Task to complete: Everything from the first line of the records below through the line containing "positive clicks: (44, 0)" is to be retyped exactly; leave out the rest.

Supplied records:
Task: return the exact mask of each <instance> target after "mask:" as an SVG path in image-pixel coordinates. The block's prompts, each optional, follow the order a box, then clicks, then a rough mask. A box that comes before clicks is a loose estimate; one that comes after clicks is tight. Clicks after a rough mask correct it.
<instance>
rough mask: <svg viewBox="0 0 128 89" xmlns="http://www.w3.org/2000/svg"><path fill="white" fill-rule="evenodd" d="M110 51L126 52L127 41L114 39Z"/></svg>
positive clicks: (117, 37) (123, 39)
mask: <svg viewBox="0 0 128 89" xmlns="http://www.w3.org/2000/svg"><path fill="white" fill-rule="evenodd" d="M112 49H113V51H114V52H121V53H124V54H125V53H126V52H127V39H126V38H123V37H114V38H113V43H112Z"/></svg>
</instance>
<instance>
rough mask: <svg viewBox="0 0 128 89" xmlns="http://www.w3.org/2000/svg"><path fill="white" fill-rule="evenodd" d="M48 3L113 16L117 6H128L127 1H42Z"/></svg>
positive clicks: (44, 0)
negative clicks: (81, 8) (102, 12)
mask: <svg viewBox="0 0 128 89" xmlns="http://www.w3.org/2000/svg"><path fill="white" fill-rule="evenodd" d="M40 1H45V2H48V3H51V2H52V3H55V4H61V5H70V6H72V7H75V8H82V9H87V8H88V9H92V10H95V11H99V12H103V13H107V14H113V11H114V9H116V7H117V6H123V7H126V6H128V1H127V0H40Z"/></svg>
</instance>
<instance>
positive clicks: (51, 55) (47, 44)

Answer for this exercise:
Task: return the exact mask of each <instance> target after "mask:" as an SVG path in image-pixel coordinates. The block's prompts, each optional, follow the order a box, then clicks, then a rough mask. A box that comes before clicks is a loose estimate; one that comes after clicks is tight. Clicks after a rough mask correct it.
<instance>
rough mask: <svg viewBox="0 0 128 89" xmlns="http://www.w3.org/2000/svg"><path fill="white" fill-rule="evenodd" d="M110 51L126 52L127 41L114 39Z"/></svg>
positive clicks: (117, 37) (123, 39)
mask: <svg viewBox="0 0 128 89" xmlns="http://www.w3.org/2000/svg"><path fill="white" fill-rule="evenodd" d="M112 49H113V51H114V52H121V53H124V54H125V53H126V52H127V39H126V38H123V37H114V38H113V43H112Z"/></svg>
</instance>
<instance>
rough mask: <svg viewBox="0 0 128 89" xmlns="http://www.w3.org/2000/svg"><path fill="white" fill-rule="evenodd" d="M48 3L113 16L117 6H128L127 1H42Z"/></svg>
positive clicks: (44, 0)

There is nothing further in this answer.